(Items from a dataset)
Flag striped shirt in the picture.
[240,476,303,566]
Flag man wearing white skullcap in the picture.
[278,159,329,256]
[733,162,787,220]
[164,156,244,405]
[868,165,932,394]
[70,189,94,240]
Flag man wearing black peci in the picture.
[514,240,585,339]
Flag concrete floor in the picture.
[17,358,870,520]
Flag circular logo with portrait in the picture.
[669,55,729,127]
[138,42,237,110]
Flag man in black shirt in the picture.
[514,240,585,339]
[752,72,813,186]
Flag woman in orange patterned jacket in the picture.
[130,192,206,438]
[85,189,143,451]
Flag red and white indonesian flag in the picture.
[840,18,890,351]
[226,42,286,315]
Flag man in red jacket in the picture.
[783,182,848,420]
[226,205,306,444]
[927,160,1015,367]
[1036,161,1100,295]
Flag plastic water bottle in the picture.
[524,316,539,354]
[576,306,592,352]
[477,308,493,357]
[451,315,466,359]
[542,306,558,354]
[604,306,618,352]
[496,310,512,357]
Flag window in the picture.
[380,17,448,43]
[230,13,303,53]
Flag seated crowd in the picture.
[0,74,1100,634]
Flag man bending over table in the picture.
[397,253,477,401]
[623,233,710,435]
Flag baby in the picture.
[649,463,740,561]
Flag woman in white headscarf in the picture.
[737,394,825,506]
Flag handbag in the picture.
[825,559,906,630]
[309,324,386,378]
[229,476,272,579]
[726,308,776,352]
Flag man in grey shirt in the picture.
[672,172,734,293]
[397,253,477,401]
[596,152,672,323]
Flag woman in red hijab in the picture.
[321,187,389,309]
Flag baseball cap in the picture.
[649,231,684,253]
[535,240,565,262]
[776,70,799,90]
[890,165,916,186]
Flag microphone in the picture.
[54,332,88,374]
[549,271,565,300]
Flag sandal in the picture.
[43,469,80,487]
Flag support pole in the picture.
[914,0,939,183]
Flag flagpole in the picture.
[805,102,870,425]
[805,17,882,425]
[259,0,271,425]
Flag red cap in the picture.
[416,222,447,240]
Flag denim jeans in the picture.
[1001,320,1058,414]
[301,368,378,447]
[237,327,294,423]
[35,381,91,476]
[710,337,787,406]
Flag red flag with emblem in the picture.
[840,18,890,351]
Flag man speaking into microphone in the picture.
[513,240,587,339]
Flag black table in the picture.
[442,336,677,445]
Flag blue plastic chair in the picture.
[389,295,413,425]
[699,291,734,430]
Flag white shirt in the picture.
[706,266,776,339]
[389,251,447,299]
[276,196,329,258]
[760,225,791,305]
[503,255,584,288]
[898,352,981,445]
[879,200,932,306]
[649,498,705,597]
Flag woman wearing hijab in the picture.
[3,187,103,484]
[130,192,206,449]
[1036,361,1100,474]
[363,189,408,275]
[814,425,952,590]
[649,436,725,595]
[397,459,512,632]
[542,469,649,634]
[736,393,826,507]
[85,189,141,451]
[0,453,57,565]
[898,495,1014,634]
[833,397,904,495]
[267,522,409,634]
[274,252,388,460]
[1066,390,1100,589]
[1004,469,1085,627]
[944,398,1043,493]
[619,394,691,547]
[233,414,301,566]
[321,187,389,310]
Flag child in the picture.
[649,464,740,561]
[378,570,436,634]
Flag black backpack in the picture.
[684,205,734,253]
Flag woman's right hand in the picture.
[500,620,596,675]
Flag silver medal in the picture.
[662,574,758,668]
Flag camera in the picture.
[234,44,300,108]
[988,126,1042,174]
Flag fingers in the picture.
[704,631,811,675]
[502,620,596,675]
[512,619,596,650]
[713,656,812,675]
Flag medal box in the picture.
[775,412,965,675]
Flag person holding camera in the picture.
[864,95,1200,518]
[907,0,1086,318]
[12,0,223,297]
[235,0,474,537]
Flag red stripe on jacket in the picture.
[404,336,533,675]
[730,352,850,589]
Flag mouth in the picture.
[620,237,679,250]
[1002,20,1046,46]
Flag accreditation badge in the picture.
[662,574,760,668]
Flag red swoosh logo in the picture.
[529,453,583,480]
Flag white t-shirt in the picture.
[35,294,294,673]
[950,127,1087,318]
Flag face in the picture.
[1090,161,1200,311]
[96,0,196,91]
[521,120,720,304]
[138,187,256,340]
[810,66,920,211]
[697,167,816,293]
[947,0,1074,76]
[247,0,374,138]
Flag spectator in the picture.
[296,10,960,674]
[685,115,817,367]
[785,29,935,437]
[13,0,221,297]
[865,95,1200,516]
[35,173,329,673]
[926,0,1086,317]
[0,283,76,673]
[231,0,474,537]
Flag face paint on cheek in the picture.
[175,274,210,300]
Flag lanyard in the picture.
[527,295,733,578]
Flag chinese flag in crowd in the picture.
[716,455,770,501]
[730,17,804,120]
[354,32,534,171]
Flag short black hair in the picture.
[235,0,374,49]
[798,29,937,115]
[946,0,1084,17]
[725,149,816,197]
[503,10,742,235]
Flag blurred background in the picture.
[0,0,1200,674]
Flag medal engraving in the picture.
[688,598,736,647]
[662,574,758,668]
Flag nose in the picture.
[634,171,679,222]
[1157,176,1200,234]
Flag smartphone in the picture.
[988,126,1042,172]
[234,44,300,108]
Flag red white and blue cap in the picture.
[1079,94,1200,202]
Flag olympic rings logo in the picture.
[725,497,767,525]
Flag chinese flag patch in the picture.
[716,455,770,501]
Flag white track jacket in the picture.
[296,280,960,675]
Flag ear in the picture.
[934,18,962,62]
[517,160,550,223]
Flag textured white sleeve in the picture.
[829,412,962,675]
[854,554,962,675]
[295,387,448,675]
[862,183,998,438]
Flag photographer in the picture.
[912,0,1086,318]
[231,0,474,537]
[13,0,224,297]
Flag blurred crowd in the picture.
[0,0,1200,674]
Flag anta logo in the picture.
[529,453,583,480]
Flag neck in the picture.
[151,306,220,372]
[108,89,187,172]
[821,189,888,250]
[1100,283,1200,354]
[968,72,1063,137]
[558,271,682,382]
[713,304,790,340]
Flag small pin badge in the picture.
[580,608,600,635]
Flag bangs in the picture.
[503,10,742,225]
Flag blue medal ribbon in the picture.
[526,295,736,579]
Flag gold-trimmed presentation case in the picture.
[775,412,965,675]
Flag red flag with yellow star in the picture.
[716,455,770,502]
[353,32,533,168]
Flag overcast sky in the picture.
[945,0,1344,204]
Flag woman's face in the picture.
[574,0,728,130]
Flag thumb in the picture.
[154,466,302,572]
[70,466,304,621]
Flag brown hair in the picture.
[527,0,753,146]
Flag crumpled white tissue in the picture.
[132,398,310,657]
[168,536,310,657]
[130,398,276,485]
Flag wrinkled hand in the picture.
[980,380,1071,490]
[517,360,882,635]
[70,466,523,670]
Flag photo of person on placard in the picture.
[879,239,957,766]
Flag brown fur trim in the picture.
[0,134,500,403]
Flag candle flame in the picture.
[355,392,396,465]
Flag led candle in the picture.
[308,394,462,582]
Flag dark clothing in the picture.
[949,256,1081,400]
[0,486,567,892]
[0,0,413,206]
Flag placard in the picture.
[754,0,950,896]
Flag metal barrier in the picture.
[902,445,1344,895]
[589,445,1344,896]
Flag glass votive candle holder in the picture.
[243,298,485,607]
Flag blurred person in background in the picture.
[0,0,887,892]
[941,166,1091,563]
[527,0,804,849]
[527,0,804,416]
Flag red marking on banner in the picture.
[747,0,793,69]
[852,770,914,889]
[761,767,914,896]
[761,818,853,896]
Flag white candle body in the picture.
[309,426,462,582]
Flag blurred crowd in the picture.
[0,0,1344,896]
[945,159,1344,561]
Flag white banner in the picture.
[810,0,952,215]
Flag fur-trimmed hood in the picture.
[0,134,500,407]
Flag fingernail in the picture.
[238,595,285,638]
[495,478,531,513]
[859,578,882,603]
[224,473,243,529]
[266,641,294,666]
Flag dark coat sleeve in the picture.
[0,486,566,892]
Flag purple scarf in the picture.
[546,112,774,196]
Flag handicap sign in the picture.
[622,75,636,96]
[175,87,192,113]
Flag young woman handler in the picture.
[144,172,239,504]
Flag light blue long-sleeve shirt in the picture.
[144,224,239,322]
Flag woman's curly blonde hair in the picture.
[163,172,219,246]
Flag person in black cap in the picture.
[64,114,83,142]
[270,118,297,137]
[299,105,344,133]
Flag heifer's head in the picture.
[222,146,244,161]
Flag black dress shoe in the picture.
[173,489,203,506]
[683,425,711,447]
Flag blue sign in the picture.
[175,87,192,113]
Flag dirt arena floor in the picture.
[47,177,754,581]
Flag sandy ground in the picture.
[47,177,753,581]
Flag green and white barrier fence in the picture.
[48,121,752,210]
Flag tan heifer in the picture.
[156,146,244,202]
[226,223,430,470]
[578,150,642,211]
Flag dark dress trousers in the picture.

(PROBLEM TO WORK ON): Retype the lines of the data above exactly, starting at the line that contains "Flag placard in the picture." and ending at the line that contains "[945,159,1344,561]", with both of those lines included.

(ANSWER TO THE PROBLEM):
Flag placard in the picture.
[754,0,950,896]
Flag metal barrier in the picture.
[902,445,1344,895]
[589,445,1344,896]
Flag glass votive candle holder in the picture.
[243,298,485,607]
Flag blurred person in background in the picture.
[0,0,887,892]
[941,166,1091,563]
[527,0,804,849]
[527,0,804,416]
Flag red marking on banner in the picture.
[747,0,793,69]
[852,770,914,889]
[761,767,914,896]
[761,818,853,896]
Flag white candle body in the picture.
[309,426,462,582]
Flag blurred crowd in the picture.
[0,0,1344,896]
[945,159,1344,561]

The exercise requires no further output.